Part of a data file
+++

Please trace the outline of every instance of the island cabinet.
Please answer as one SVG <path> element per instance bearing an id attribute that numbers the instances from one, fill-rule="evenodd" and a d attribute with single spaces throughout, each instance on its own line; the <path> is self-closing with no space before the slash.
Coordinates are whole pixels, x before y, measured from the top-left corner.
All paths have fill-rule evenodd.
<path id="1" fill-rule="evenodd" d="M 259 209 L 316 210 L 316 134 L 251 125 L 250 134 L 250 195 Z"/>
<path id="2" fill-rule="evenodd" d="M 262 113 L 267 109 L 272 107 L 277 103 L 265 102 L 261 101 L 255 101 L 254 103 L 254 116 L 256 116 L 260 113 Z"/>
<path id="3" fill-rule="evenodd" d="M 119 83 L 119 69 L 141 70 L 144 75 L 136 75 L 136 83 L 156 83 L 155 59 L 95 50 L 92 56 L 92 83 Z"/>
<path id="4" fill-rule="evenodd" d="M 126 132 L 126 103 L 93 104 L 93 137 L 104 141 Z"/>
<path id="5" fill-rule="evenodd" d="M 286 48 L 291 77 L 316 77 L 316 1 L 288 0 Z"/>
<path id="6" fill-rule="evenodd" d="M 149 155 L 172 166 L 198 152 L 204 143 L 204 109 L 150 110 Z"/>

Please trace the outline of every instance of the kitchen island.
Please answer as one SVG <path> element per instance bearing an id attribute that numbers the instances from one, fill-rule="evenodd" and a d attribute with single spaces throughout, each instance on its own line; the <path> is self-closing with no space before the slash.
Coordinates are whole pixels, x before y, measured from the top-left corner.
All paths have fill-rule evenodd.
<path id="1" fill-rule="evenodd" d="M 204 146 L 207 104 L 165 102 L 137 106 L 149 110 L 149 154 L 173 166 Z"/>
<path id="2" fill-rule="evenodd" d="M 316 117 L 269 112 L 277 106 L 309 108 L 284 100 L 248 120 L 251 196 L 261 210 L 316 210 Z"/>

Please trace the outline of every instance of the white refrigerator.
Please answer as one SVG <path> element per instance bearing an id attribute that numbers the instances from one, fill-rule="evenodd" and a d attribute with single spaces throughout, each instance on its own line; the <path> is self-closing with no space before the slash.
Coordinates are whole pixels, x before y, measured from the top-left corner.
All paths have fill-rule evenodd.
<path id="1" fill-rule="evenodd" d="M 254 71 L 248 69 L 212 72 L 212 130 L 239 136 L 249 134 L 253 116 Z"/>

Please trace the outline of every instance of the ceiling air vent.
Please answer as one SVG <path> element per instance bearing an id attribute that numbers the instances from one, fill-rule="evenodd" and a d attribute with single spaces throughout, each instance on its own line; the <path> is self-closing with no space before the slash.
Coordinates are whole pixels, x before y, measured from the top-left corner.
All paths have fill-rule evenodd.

+++

Given request
Please copy the data from its start through the line with "316 117 L 269", switching "top-left" to "upper-left" and leaving everything else unchanged.

Solution to the exercise
Please trace the outline of every instance of the island cabinet.
Please answer as one SVG <path> element per instance bearing an id attribute that numbers the instances from one, fill-rule="evenodd" and a d attribute with single spaces throughout, each instance on its own line; the <path> is self-closing with no space before the slash.
Coordinates are whole pixels, x before y, measured from the upper-left corner.
All paths have fill-rule evenodd.
<path id="1" fill-rule="evenodd" d="M 259 209 L 316 210 L 316 134 L 251 125 L 250 134 L 250 195 Z"/>
<path id="2" fill-rule="evenodd" d="M 262 113 L 267 109 L 272 107 L 277 103 L 265 102 L 261 101 L 255 101 L 254 103 L 254 116 L 256 116 L 260 113 Z"/>
<path id="3" fill-rule="evenodd" d="M 119 83 L 119 69 L 141 70 L 144 75 L 136 75 L 136 83 L 156 83 L 155 59 L 95 50 L 92 56 L 92 83 Z"/>
<path id="4" fill-rule="evenodd" d="M 126 132 L 126 103 L 93 104 L 93 137 L 104 141 Z"/>
<path id="5" fill-rule="evenodd" d="M 286 48 L 291 77 L 316 77 L 316 1 L 288 0 Z"/>
<path id="6" fill-rule="evenodd" d="M 149 155 L 172 166 L 198 152 L 204 143 L 204 109 L 150 110 Z"/>

Please trace the outline of every instance of the kitchen island.
Please answer as one SVG <path> element per instance bearing an id attribute that numbers the instances from one, fill-rule="evenodd" and a d attribute with single spaces throughout, each instance on its own line; the <path> is self-closing with no space before the slash.
Coordinates are whole pixels, x before y, measured from the upper-left corner.
All paths have fill-rule evenodd.
<path id="1" fill-rule="evenodd" d="M 204 146 L 207 104 L 165 102 L 137 106 L 149 110 L 149 154 L 173 166 Z"/>
<path id="2" fill-rule="evenodd" d="M 316 117 L 269 112 L 277 106 L 309 108 L 284 100 L 248 120 L 251 196 L 261 210 L 316 210 Z"/>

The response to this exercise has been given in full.